» **TASK**
The entries that follow must be given again exactly, with the pictures excluded.
/---
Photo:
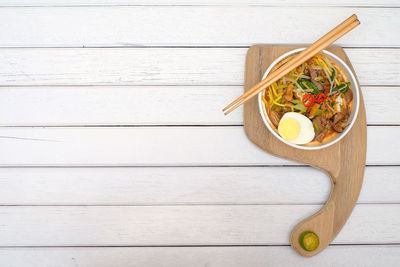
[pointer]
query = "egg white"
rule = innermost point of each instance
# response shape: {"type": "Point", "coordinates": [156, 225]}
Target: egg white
{"type": "Point", "coordinates": [306, 133]}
\---
» **OUTPUT BELOW**
Photo:
[pointer]
query = "egg white"
rule = innermost point of each instance
# response shape: {"type": "Point", "coordinates": [156, 225]}
Target: egg white
{"type": "Point", "coordinates": [306, 133]}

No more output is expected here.